- Texto do documento:

+++++

(FOLHAPRESS) – Há duas maneiras diferentes de avaliar “Downton Abbey: O Grande Final”, filme que fecha uma trilogia no cinema que retomou a série britânica que encantou uma legião de fãs em seis temporadas, de 2010 a 2015.
Para os admiradores fiéis de uma história contada com cenários deslumbrantes, figurinos elegantes e diálogos com a imbatível carga de cinismo e ironia que os autores ingleses dominam tão bem, é mais uma chance de admirar seus personagens favoritos por mais duas horas.
Quem não é tão fã da produção tem chance de observar que os três filmes para cinema não avançaram em nada na narrativa da série. O conteúdo é totalmente mais do mesmo, e aí a chance de faturar mais um pouco com o título pode representar um atitude caça-níqueis.
Em respeito às multidões que tratam “Downton Abbey” com muito carinho, é possível deixar de lado a questão de ampliar a bilheteria e focar naquilo que a tela grande oferece para o encerramento da jornada da família Crawley, que chega agora à década de 1930.
O filme não é nada didático para quem não conhece a saga, e quem está nessa condição nem deve comprar o ingresso. Robert Crawley, diante dos tempos modernos, deve deixar o comando da família diante das novas características no mundo dos negócios e das relações políticas. Mas assumir o lugar do pai não vai ser fácil para Lady Mary.
O escritor britânico Julian Fellows, roteirista da série, já criou alguns arcos narrativos muito atraentes, esbanjando diálogos elegantes e ferinos que compõem histórias que são retratos das tensões entre aristocracia e classes trabalhadoras.
No entanto, talvez isso que é anunciado como “grande finale” da saga poderia ter um mote mais interessante do que as agruras de Lady Mary ao tomar as rédeas de Downton Abbey. Ela e Lorde Talbot se divorciaram, em mais um escândalo para essa família tão acostumada a eles.
Expulsa de festas e compromissos sociais, ela sente como a sociedade da época se recusa a estar na mesma sala com uma mulher divorciada. Para uma série que surpreendeu constantemente sua audiência com tramas vigorosas e carregadas de tensão, parece coisa de uma novela antiga.
Se no quesito roteiro o filme dá uma derrapada, a ambientação é impecável em todos os detalhes. Para os fãs de carteirinha, é quase um check-list de recordações do dia a dia na grande mansão. Como sempre, o trabalho dos empregados é uma atração irresistível.

+++++

- Dados:
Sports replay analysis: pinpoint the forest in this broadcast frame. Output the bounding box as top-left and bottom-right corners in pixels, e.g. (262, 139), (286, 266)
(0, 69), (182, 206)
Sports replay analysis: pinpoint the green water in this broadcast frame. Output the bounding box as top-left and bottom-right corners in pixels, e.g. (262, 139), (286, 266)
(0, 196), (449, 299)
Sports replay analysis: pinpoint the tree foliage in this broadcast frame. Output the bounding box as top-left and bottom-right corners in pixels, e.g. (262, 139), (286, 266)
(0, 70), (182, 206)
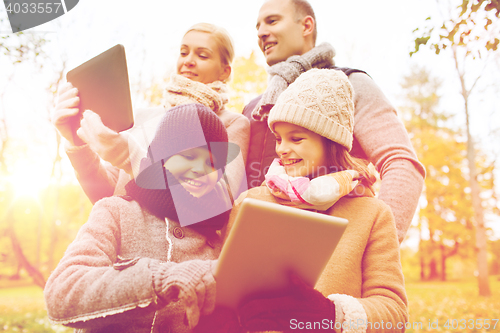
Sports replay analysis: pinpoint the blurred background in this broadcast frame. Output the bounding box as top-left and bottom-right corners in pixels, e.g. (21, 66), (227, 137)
(0, 0), (500, 332)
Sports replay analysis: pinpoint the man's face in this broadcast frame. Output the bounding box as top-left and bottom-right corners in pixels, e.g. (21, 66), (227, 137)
(257, 0), (309, 66)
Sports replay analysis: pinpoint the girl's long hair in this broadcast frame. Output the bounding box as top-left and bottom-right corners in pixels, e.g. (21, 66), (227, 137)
(323, 137), (377, 192)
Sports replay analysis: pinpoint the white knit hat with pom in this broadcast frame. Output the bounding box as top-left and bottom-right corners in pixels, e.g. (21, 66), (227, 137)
(268, 68), (354, 151)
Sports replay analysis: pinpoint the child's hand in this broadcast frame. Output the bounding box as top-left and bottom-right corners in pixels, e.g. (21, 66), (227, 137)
(152, 260), (216, 329)
(50, 82), (82, 145)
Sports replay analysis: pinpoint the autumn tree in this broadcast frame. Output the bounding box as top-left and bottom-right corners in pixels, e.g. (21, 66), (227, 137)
(410, 0), (500, 296)
(227, 51), (267, 113)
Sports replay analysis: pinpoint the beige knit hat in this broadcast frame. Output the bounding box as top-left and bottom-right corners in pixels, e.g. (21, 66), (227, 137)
(268, 68), (354, 151)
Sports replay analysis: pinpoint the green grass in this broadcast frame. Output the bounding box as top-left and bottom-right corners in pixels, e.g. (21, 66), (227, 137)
(406, 277), (500, 333)
(0, 278), (500, 333)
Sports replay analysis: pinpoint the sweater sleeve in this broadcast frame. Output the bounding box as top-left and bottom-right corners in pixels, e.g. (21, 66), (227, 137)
(349, 73), (425, 243)
(66, 145), (120, 203)
(226, 114), (250, 197)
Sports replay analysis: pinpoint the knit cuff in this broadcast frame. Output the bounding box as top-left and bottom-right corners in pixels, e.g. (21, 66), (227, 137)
(150, 260), (211, 303)
(328, 294), (368, 333)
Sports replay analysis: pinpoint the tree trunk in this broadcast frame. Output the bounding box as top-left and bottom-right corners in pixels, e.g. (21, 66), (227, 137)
(441, 244), (446, 281)
(8, 226), (45, 288)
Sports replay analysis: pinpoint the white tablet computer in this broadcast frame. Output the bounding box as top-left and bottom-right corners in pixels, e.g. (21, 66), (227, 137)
(66, 44), (134, 132)
(215, 198), (347, 308)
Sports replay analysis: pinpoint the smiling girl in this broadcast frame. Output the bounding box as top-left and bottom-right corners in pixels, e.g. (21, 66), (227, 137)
(216, 69), (408, 333)
(52, 23), (250, 202)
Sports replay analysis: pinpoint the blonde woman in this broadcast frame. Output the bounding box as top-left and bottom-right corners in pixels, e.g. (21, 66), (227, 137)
(52, 23), (250, 203)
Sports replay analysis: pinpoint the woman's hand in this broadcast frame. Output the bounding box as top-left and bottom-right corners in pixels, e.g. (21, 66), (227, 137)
(238, 274), (335, 331)
(50, 82), (84, 146)
(152, 259), (216, 329)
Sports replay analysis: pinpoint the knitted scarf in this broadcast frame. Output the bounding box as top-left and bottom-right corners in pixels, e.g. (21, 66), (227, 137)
(125, 168), (230, 234)
(252, 43), (335, 121)
(266, 158), (373, 211)
(166, 74), (229, 113)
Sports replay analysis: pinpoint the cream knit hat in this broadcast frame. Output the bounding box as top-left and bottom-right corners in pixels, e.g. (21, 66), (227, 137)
(268, 68), (354, 151)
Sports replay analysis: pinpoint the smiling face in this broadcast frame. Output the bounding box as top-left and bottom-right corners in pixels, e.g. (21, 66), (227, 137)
(177, 31), (231, 84)
(257, 0), (314, 66)
(163, 147), (218, 198)
(274, 122), (328, 177)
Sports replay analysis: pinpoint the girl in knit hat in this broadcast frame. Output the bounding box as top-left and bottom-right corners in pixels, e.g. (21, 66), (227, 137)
(205, 69), (408, 333)
(52, 23), (250, 202)
(44, 104), (239, 333)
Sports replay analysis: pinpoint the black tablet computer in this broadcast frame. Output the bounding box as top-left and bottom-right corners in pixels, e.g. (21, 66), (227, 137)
(66, 44), (134, 132)
(214, 198), (348, 308)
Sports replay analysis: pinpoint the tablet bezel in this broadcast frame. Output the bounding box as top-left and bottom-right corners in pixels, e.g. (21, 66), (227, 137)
(214, 198), (348, 308)
(66, 44), (134, 136)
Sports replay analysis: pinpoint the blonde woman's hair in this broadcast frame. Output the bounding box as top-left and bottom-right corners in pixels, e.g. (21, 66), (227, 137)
(184, 23), (234, 66)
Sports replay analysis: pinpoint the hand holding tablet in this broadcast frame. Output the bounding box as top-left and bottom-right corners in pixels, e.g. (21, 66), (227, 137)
(66, 44), (134, 141)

+++++

- Instrução: Segundo o texto do documento, a que década a jornada da família Crawley chega neste filme? Os registros têm origem em outra fonte.

- Resposta: À década de 1930.